• _About this exercise_
After finding the line containing "pixel 492 275." below, please output that line and each following one through the line containing "pixel 129 500.", exactly as written.

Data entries
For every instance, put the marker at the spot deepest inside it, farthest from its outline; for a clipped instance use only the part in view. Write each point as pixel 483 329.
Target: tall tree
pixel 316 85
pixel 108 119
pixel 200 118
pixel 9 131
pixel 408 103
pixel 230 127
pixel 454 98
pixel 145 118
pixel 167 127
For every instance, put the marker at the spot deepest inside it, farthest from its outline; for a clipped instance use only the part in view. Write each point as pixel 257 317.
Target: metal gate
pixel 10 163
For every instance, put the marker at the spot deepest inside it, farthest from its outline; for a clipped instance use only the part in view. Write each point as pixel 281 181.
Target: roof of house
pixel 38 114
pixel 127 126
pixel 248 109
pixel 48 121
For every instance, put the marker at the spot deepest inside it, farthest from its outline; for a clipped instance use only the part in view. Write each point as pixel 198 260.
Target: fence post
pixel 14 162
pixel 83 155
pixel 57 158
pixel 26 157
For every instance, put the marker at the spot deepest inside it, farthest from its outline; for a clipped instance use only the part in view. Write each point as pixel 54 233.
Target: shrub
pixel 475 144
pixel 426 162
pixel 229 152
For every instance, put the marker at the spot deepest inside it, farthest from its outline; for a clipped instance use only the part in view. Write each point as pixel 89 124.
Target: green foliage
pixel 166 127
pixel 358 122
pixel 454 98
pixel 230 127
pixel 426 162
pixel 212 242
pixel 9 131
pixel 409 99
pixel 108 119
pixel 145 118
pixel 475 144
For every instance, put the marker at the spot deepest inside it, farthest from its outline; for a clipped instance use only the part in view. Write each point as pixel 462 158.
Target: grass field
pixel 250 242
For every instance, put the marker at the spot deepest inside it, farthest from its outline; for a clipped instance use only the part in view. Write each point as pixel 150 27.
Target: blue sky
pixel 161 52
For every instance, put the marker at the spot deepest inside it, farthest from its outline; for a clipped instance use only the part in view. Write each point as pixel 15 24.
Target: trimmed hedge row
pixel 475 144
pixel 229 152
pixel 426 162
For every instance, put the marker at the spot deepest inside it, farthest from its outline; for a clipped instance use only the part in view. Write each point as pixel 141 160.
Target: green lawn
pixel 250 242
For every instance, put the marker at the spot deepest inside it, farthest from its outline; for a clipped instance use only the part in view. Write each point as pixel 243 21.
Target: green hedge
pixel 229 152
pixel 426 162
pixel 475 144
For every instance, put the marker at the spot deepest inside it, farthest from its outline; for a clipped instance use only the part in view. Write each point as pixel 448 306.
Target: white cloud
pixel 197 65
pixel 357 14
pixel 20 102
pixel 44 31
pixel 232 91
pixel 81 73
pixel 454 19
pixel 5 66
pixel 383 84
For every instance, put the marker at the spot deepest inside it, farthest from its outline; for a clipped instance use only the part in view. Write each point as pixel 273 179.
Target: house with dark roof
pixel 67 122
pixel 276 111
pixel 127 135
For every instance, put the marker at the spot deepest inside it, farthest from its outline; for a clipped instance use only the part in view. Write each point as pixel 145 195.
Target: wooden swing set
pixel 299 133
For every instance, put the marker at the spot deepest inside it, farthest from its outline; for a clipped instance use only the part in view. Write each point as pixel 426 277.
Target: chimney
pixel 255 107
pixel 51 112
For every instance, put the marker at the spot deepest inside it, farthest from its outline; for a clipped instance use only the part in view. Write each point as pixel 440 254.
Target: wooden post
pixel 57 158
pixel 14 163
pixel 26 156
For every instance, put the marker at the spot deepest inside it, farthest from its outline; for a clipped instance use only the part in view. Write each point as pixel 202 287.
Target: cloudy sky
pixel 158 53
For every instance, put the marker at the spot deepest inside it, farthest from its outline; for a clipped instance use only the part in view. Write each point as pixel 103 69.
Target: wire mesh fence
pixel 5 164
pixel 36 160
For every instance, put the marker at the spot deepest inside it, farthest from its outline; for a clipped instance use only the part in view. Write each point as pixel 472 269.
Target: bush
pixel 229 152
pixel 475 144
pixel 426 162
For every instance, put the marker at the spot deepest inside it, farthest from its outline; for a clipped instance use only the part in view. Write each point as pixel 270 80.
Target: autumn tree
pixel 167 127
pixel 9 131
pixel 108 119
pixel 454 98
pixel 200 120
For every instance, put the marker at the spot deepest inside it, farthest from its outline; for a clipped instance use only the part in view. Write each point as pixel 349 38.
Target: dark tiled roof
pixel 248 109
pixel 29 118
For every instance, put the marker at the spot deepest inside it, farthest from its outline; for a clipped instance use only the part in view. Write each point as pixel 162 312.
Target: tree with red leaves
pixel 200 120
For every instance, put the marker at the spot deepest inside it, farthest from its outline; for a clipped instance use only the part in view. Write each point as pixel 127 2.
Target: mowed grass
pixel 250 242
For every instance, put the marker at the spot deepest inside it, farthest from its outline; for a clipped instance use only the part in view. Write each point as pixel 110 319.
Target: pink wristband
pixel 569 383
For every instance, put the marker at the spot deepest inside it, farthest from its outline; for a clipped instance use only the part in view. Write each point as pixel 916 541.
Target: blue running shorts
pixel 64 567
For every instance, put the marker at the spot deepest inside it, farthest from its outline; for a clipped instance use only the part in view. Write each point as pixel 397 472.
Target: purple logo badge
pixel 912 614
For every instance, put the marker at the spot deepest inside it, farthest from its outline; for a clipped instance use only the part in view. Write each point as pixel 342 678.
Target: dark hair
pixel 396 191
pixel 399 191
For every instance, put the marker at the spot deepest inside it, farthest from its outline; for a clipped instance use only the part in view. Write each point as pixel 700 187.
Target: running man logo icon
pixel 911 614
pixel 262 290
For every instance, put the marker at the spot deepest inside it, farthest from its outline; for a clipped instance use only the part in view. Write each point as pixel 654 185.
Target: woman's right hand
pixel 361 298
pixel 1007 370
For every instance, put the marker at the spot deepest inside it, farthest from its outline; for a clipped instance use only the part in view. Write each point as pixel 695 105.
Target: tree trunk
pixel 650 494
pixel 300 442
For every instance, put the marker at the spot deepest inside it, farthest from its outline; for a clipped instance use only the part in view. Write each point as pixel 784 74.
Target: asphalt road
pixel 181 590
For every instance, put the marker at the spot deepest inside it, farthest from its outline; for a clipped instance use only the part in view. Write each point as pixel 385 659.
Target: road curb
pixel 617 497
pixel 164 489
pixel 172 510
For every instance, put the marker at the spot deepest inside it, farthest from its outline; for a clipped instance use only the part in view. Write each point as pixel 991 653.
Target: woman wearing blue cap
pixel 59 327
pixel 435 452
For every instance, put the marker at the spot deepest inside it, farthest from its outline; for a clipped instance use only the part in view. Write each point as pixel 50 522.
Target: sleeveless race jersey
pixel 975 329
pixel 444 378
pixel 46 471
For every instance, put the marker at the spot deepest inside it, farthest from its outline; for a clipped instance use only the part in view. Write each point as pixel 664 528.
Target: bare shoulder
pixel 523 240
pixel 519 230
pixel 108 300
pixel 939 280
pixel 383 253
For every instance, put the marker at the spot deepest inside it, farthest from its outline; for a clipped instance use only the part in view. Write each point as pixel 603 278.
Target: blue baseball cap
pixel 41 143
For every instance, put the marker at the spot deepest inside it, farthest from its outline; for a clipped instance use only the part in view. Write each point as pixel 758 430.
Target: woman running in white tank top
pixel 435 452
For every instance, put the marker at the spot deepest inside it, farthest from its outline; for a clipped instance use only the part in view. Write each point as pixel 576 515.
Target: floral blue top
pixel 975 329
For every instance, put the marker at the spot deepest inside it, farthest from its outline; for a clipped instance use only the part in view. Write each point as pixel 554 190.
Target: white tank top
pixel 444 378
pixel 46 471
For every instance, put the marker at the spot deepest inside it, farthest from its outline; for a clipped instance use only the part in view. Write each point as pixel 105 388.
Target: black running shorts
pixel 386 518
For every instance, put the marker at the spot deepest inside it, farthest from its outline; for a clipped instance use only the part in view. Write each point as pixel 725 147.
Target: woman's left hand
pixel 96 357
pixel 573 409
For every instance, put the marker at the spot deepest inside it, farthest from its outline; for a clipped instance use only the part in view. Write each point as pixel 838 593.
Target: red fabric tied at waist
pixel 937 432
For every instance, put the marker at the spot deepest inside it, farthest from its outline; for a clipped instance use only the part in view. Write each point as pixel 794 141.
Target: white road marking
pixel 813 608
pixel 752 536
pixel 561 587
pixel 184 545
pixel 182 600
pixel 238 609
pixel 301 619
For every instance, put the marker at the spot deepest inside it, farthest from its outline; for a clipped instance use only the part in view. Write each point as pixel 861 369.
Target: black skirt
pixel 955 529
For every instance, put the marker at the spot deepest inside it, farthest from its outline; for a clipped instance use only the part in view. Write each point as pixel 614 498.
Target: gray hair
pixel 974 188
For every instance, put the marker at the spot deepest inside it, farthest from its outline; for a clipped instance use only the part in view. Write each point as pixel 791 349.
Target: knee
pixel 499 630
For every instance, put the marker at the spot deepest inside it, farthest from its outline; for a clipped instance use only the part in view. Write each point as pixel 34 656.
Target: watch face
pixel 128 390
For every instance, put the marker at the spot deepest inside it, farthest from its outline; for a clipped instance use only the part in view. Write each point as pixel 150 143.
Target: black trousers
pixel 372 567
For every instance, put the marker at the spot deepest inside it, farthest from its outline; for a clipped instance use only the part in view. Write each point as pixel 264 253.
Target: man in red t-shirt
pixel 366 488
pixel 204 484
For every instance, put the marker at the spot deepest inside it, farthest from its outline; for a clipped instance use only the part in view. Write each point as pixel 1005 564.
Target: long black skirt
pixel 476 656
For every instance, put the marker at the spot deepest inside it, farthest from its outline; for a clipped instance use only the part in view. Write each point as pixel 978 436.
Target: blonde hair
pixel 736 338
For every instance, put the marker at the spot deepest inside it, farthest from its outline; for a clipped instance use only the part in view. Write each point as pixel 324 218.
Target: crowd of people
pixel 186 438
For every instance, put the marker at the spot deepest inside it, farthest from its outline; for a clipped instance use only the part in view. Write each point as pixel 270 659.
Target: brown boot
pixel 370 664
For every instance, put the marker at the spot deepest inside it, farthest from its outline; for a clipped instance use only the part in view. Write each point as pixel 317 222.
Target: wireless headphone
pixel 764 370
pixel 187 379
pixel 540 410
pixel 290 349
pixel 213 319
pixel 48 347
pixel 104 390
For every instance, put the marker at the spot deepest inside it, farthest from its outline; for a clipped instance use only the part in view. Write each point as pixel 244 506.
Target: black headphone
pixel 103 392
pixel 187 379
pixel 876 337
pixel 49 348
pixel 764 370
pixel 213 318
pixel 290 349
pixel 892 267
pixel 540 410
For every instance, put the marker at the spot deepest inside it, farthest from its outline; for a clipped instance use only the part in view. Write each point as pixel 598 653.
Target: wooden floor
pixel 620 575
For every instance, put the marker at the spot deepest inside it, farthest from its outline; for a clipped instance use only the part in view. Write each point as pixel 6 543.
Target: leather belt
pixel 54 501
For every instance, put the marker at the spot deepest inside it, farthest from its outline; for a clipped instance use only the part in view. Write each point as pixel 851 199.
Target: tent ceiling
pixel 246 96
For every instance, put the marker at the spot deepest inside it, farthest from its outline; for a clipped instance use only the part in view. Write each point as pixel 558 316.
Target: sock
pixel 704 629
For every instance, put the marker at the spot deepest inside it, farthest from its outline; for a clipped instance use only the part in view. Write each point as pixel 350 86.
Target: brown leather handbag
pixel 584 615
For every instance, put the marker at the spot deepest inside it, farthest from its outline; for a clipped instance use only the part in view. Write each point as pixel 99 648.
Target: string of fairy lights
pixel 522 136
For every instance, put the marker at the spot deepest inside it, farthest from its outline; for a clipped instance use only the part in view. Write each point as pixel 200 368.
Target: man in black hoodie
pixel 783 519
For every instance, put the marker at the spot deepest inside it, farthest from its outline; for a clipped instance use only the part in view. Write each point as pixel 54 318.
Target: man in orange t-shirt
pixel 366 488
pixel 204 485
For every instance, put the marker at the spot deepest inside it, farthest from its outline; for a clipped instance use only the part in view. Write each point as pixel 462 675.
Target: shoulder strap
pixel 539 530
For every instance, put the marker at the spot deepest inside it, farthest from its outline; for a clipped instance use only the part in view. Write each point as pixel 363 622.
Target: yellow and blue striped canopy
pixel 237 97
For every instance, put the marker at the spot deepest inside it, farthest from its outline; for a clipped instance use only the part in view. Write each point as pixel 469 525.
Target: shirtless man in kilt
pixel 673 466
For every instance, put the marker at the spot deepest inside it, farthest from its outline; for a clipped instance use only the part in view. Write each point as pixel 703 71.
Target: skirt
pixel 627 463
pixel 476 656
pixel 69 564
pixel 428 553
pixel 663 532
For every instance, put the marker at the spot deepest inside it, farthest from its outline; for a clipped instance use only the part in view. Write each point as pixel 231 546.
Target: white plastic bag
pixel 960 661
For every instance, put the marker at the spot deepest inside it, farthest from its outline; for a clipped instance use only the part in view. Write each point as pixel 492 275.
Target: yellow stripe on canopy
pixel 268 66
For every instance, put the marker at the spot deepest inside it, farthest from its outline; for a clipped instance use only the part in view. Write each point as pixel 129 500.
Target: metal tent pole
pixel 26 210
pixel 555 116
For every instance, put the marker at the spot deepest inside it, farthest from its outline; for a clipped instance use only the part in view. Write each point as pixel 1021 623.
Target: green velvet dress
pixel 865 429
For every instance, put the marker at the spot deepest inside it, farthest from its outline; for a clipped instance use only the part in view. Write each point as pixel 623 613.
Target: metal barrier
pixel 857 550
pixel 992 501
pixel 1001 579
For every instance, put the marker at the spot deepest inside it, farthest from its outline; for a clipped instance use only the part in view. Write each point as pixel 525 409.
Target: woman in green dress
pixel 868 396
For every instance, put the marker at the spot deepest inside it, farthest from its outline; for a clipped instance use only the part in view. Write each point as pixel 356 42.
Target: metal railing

• _Exercise result_
For every instance, put the marker at the spot deepest inside it, farthest from its outline; for a clipped instance use only the part in view. Write each point as pixel 492 275.
Target: yellow stripe on canopy
pixel 268 66
For every instance, put the marker at the spot deepest inside it, farthest from its outline; for a clipped instance use only the part in view. Write each point as pixel 129 500.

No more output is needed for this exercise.